§ **Exercise objective**: Repeat each line of the material exactly.

* * *

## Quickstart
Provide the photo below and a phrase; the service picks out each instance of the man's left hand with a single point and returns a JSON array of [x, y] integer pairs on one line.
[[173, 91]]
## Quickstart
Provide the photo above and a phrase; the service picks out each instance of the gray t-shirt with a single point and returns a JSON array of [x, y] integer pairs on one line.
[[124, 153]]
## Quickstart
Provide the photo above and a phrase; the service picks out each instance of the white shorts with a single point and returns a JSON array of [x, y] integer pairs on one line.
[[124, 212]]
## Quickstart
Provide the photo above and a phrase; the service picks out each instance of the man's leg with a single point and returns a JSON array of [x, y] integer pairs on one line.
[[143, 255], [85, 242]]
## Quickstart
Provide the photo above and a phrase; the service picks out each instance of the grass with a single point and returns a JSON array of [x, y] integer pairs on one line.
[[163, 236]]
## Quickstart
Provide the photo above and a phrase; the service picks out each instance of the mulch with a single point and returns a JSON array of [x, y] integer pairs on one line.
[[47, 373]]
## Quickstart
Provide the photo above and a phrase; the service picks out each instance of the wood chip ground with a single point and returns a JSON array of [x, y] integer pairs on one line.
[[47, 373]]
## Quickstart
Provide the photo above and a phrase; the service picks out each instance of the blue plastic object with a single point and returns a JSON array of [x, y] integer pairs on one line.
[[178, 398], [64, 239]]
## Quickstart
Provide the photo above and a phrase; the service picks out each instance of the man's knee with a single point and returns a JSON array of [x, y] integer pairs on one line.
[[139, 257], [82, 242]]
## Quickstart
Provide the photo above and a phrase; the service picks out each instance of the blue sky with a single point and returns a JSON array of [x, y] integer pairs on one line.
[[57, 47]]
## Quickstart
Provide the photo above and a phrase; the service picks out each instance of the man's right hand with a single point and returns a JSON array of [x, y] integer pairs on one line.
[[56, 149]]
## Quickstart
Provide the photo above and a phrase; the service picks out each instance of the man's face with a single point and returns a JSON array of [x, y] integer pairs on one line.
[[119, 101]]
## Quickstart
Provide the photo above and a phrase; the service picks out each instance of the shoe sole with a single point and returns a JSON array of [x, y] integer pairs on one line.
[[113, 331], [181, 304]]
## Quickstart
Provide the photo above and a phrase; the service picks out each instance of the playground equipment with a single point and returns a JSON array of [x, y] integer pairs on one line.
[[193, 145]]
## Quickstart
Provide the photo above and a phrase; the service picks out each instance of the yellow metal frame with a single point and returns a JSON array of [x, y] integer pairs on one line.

* * *

§ **Result of the exercise**:
## Quickstart
Provide the photo below and a phrase; the service picks out each instance of the man's left hand with a single point and returns a JSON array of [x, y] integer pairs on one line.
[[173, 91]]
## Quickstart
Provide the photo above and a phrase; the service picks out each instance of the gray t-shirt with a single point and returns a JSON array of [x, y] integer pairs on one line.
[[124, 153]]
## Quickstart
Provide the photo above and a phrase; the service picks out each instance of the white shorts with a single point and returns a JSON array of [x, y] integer pairs on one line.
[[124, 212]]
## Quickstart
Provide the photo above and a phrase; the service picks out each instance of the man's leg with a single point and returns a JSON array of [x, y] integer pairs on one line.
[[143, 255], [85, 242]]
## Quickstart
Provide the photo above and a phrase; the service picks out each instance of the grass with a single point and returns a JSON array of [x, y] integer pairs on one line.
[[163, 236]]
## Quickstart
Provide the photo above and a phrase; the service picks out each instance of the mulch with a single point and returns a JSON array of [x, y] integer pairs on one line.
[[47, 373]]
## Quickstart
Provide the photo above and a phrase; the service picks out each instance of the wood chip ground with a single point and returns a JSON array of [x, y] integer pairs on one line.
[[47, 373]]
## Quickstart
Provide the photo above and a phrase; the service picks out each instance of the blue plastic object with a single point and returns a JSON array of [x, y] integer pairs on one line.
[[178, 398], [64, 239]]
## Quickstart
Provide the photo above and a phrase; the service picks out each instance of the man's knee with a single point and returns a JSON array of [x, y] integer pairs on one line.
[[139, 257], [82, 242]]
## Quickstart
Provide the photo above and a phrase; the service picks out each instance of the blue sky with a single point and returns a JSON array of [x, y] integer pairs on one line.
[[57, 47]]
## Quickstart
Provide the photo above and a phrase; the service picks out each instance of the man's right hand with a single point and returns a JSON array of [x, y] integer pairs on one line.
[[56, 149]]
## Quickstart
Provide the photo above and a phrase; the service picks out each instance of the man's face with a single point and returns a JSON array of [x, y] integer pairs on one line.
[[119, 101]]
## Quickstart
Provide the photo above and a phrase; the service picks out each instance of the shoe sole with a single point and returns a JSON array of [x, y] integer pairs on one line.
[[113, 331], [181, 304]]
## Quickstart
Provide the photo above and a phrase; the service picks out each instance of the playground equipment with a single point and returns a JSON array of [x, y] integer pairs on one line.
[[193, 145]]
## Quickstart
Provide the photo above and a phrase; the service picks out each instance of the yellow metal frame with a single point and returns a JSON array of [x, y] integer pairs on one line.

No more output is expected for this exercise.